● Stated goal
Print each of the following records word for word, changing nothing.

::::::

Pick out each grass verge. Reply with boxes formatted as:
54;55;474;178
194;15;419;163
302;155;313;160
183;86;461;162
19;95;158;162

::::::

● Full output
Pick out each grass verge. Reply with boxes formatted as:
54;55;474;178
194;15;419;163
302;155;313;160
183;86;461;162
19;95;158;162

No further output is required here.